SELECTED EXTRACT:
* * * * *
Given the author's apparent meticulous research, the number of obvious factual errors is rather disturbing. Since much of this information is available in secondary sources, I suspect that the errors were intentional distortions by the author to twist facts to support his hypotheses. In order to bolster the perception of French tactical prowess, the author exaggerates French tactical success in order to suggest that the French could have won. Actually, the Luftwaffe fighters clearly out-performed French fighters during the Phoney War period and the author's repeated use of a single incident on 6 November 1939 where the Germans lost 4 fighters to 1 French fighter is a fraudulent use of statistics (why not mention the action on 31 March 1940 where the Germans shot down 6 French fighters for no loss). The author's assertion that the tank battle at Gembloux was a "clear-cut French victory" is a flat-out lie, which no other account supports. At Fort Eben Emael, May claims that 55 out of 85 German glider troops were killed in the assault, but the actual number was 6 (a 900% exaggeration). May claims that the British counterattack at Arras "temporarily routed" Rommel's 7th Panzer but this is clearly false; the 7th Panzer was surprised and suffered losses but the attempt to compare a few German anti-tank gunners running away under fire with entire French units surrendering is dishonest. May fails to note that the British lost 30 tanks at Arras - 10 more than the "routed" Germans - and failed to stop the German march to the coast. Finally, the author's description of Erwin Rommel's First World War experience as, "primarily a behind-the-lines commando" is absurd and intended to denigrate his ability to lead armor.
While the author's comments on the French failure to use predictive intelligence are interesting, there is no evidence that this failure was unique. Certainly, if the Americans had anticipated the Pearl Harbor or World Trade Center attacks, history would have turned out differently, but we don't need a Harvard professor to tell us the obvious. Predictive intelligence is necessary but far more difficult than the author implies and it is a common failing of many intelligence agencies.

It is also very odd that the author makes no attempt to compare the May 1940 Campaign with Desert Storm in 1991, which had many similarities. Might Iraq have done better if it had launched a hasty attack into Saudi Arabia in 1990? Might Iraq have defeated the American "left hook" with predictive intelligence? The omission appears deliberate. May's hypotheses are not substantiated and his methods are deceptive.
* * * * *
ENTRIES SHOWN:
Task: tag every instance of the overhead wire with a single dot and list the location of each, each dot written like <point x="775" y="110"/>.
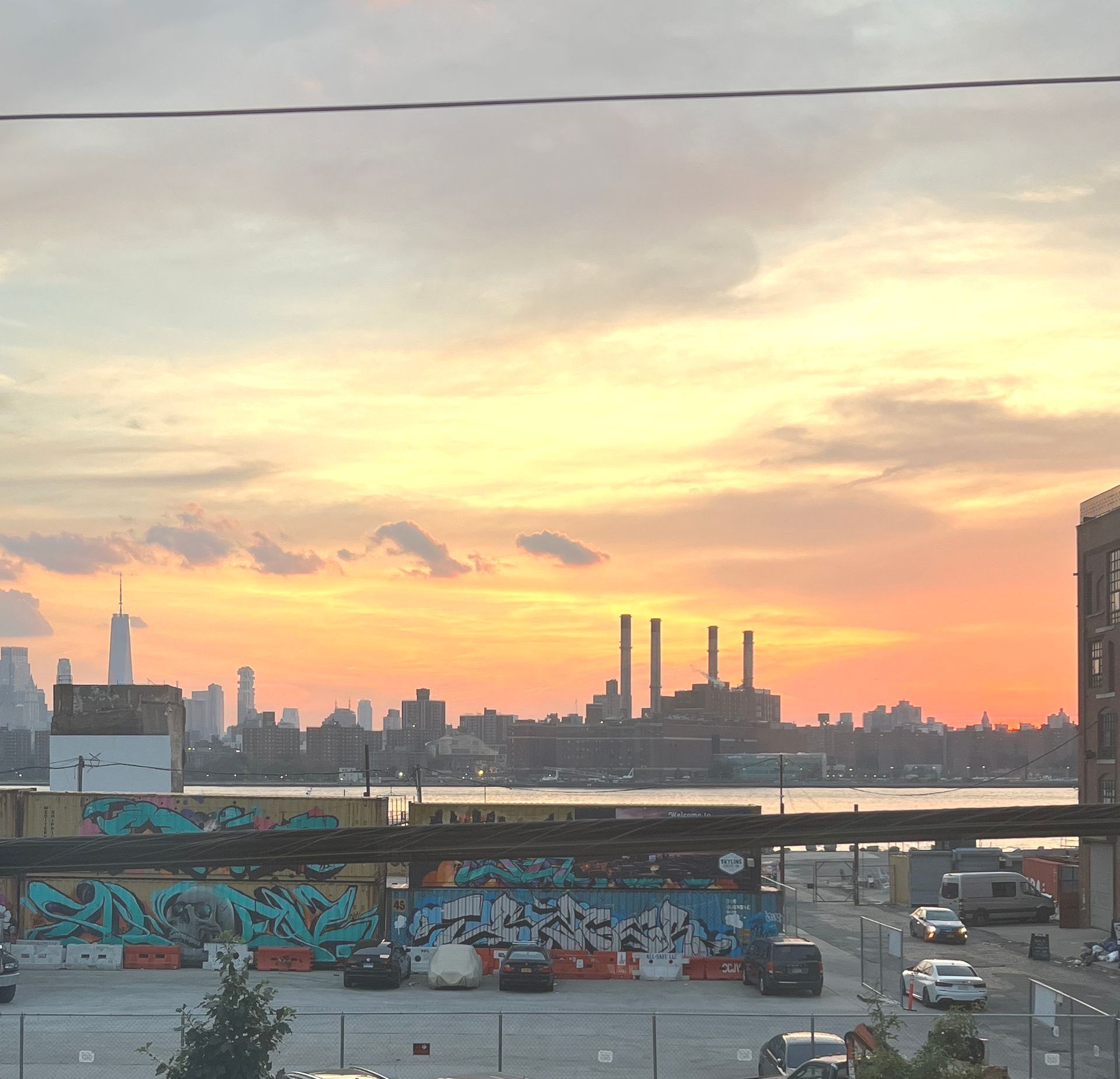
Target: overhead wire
<point x="559" y="100"/>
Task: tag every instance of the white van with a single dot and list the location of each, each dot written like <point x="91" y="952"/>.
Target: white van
<point x="979" y="898"/>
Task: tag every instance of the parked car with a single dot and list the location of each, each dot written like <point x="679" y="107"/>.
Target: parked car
<point x="784" y="1053"/>
<point x="455" y="967"/>
<point x="365" y="1074"/>
<point x="943" y="982"/>
<point x="979" y="898"/>
<point x="382" y="963"/>
<point x="938" y="924"/>
<point x="783" y="963"/>
<point x="527" y="967"/>
<point x="345" y="1074"/>
<point x="9" y="976"/>
<point x="824" y="1068"/>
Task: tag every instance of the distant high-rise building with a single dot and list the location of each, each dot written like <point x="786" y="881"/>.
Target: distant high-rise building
<point x="490" y="727"/>
<point x="215" y="711"/>
<point x="270" y="742"/>
<point x="120" y="645"/>
<point x="902" y="715"/>
<point x="247" y="694"/>
<point x="196" y="707"/>
<point x="365" y="715"/>
<point x="424" y="716"/>
<point x="23" y="704"/>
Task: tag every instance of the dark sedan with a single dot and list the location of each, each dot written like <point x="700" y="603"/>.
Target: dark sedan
<point x="527" y="967"/>
<point x="383" y="964"/>
<point x="938" y="924"/>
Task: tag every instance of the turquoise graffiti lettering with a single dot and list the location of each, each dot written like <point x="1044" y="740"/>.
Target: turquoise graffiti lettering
<point x="191" y="916"/>
<point x="134" y="817"/>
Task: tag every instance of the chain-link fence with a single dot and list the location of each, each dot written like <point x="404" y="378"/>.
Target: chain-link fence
<point x="1060" y="1040"/>
<point x="881" y="957"/>
<point x="1070" y="1038"/>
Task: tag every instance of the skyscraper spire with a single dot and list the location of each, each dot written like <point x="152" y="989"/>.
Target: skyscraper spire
<point x="120" y="644"/>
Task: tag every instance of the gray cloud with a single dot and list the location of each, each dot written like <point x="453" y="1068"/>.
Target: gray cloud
<point x="197" y="546"/>
<point x="271" y="558"/>
<point x="407" y="538"/>
<point x="68" y="553"/>
<point x="564" y="549"/>
<point x="20" y="616"/>
<point x="894" y="433"/>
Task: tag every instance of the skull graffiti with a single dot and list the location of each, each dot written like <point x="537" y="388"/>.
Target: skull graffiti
<point x="197" y="917"/>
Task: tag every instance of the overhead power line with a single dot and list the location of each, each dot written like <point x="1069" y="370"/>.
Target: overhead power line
<point x="560" y="100"/>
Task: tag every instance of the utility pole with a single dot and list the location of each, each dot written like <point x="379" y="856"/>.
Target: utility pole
<point x="855" y="871"/>
<point x="781" y="812"/>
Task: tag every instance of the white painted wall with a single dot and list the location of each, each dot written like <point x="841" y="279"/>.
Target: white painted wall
<point x="104" y="755"/>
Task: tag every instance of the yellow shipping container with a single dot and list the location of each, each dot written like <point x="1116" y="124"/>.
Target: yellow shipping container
<point x="70" y="813"/>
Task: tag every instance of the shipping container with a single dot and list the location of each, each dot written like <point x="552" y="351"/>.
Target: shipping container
<point x="1051" y="875"/>
<point x="696" y="924"/>
<point x="71" y="813"/>
<point x="328" y="918"/>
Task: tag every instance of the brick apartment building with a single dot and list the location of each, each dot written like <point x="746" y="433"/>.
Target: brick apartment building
<point x="1098" y="640"/>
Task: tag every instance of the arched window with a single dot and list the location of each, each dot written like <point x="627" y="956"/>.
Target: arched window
<point x="1107" y="736"/>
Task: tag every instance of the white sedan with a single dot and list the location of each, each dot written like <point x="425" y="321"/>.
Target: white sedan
<point x="939" y="983"/>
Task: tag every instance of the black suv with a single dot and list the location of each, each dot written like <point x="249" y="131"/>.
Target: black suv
<point x="378" y="962"/>
<point x="783" y="963"/>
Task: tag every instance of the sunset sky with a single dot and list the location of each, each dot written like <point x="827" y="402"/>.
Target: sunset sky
<point x="378" y="401"/>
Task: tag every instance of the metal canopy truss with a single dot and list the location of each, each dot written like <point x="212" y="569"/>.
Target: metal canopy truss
<point x="586" y="839"/>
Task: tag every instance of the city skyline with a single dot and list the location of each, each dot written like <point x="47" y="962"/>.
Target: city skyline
<point x="839" y="370"/>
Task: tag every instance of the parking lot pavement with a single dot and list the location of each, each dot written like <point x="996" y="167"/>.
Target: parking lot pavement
<point x="999" y="954"/>
<point x="720" y="1024"/>
<point x="162" y="992"/>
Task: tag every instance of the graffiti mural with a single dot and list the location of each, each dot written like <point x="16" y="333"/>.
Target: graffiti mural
<point x="163" y="815"/>
<point x="328" y="920"/>
<point x="661" y="872"/>
<point x="698" y="924"/>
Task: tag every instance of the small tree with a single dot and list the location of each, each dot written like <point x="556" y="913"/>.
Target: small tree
<point x="237" y="1033"/>
<point x="946" y="1054"/>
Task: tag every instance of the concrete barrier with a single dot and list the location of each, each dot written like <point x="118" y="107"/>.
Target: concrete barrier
<point x="94" y="957"/>
<point x="661" y="967"/>
<point x="38" y="954"/>
<point x="215" y="952"/>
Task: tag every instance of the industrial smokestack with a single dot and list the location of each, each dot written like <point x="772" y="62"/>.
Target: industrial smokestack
<point x="624" y="686"/>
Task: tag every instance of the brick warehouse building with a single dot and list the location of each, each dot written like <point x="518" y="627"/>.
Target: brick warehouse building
<point x="1098" y="641"/>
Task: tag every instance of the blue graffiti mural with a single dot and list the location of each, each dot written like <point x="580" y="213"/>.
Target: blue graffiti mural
<point x="696" y="924"/>
<point x="669" y="872"/>
<point x="192" y="916"/>
<point x="160" y="816"/>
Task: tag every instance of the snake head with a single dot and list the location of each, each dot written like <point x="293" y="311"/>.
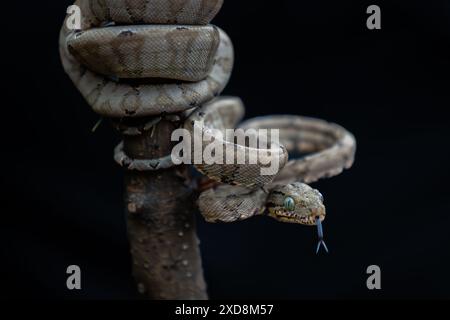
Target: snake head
<point x="296" y="203"/>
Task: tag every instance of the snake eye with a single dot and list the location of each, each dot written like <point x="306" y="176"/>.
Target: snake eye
<point x="289" y="204"/>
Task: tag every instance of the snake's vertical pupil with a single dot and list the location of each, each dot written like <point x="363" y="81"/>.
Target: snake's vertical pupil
<point x="289" y="204"/>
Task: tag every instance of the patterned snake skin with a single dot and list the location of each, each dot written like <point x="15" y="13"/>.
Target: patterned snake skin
<point x="135" y="58"/>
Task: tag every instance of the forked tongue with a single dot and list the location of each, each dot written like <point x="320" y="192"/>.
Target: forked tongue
<point x="320" y="234"/>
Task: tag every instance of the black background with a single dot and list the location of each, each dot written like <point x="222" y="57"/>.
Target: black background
<point x="61" y="199"/>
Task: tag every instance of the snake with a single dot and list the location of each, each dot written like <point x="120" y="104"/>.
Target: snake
<point x="153" y="58"/>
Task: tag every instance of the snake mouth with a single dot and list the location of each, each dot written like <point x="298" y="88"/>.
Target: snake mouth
<point x="291" y="216"/>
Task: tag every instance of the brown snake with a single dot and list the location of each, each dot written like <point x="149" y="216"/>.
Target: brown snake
<point x="134" y="58"/>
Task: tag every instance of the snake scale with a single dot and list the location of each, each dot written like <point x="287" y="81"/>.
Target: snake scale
<point x="136" y="58"/>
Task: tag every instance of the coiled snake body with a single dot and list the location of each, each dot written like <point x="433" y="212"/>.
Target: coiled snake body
<point x="151" y="57"/>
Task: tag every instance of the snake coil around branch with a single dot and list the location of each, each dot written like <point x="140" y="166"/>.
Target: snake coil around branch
<point x="150" y="58"/>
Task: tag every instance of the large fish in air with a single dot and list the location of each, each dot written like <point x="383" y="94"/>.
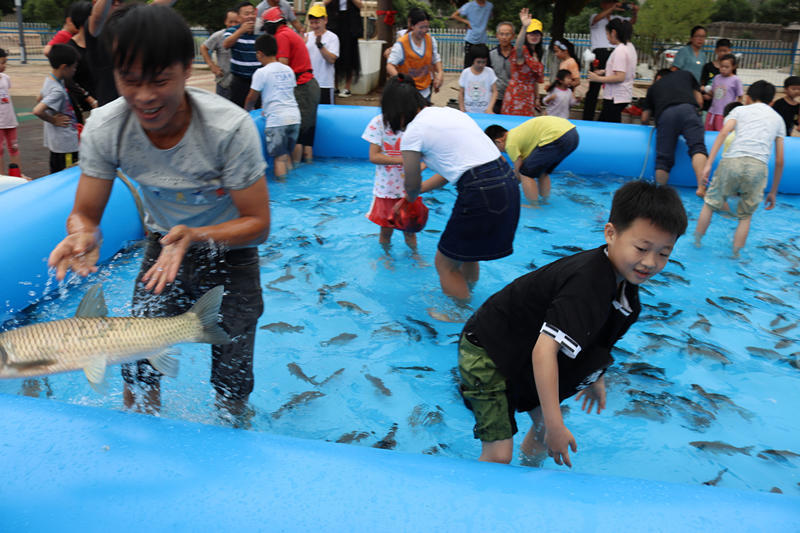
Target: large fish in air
<point x="91" y="340"/>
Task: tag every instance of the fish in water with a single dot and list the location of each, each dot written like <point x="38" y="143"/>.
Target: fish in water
<point x="388" y="442"/>
<point x="282" y="327"/>
<point x="351" y="306"/>
<point x="425" y="326"/>
<point x="341" y="338"/>
<point x="778" y="455"/>
<point x="702" y="323"/>
<point x="91" y="340"/>
<point x="296" y="371"/>
<point x="415" y="368"/>
<point x="353" y="436"/>
<point x="378" y="382"/>
<point x="537" y="228"/>
<point x="297" y="399"/>
<point x="716" y="446"/>
<point x="766" y="353"/>
<point x="713" y="482"/>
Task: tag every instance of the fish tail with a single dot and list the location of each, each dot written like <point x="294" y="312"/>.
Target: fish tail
<point x="207" y="309"/>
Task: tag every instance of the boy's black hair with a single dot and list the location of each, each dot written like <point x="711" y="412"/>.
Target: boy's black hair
<point x="662" y="72"/>
<point x="660" y="204"/>
<point x="417" y="15"/>
<point x="240" y="5"/>
<point x="400" y="102"/>
<point x="267" y="45"/>
<point x="62" y="54"/>
<point x="478" y="51"/>
<point x="495" y="131"/>
<point x="790" y="81"/>
<point x="730" y="107"/>
<point x="79" y="13"/>
<point x="761" y="91"/>
<point x="155" y="35"/>
<point x="623" y="28"/>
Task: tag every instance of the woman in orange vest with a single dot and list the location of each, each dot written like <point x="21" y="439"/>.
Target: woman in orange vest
<point x="527" y="72"/>
<point x="415" y="55"/>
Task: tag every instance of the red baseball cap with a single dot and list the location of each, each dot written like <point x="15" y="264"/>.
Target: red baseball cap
<point x="273" y="14"/>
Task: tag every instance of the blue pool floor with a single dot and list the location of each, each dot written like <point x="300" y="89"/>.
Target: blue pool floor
<point x="712" y="361"/>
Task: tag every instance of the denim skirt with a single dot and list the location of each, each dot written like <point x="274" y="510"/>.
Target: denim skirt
<point x="485" y="215"/>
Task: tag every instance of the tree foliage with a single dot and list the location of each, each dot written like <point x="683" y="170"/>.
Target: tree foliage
<point x="672" y="20"/>
<point x="733" y="11"/>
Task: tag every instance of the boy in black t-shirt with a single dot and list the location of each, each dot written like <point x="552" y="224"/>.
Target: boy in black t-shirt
<point x="548" y="334"/>
<point x="788" y="107"/>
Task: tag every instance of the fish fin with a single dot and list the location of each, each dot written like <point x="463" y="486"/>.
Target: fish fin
<point x="93" y="304"/>
<point x="95" y="371"/>
<point x="164" y="363"/>
<point x="207" y="309"/>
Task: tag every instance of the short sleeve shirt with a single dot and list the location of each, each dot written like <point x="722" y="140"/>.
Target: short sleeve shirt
<point x="324" y="71"/>
<point x="243" y="53"/>
<point x="757" y="127"/>
<point x="450" y="141"/>
<point x="188" y="183"/>
<point x="478" y="17"/>
<point x="577" y="301"/>
<point x="276" y="84"/>
<point x="292" y="47"/>
<point x="388" y="178"/>
<point x="533" y="133"/>
<point x="8" y="118"/>
<point x="58" y="139"/>
<point x="477" y="89"/>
* * * * *
WRITTEN INSTRUCTION: Reproduce the passage of the review above word for word, starting at "While the author's" and ending at "many intelligence agencies.".

FULL RESPONSE:
While the author's comments on the French failure to use predictive intelligence are interesting, there is no evidence that this failure was unique. Certainly, if the Americans had anticipated the Pearl Harbor or World Trade Center attacks, history would have turned out differently, but we don't need a Harvard professor to tell us the obvious. Predictive intelligence is necessary but far more difficult than the author implies and it is a common failing of many intelligence agencies.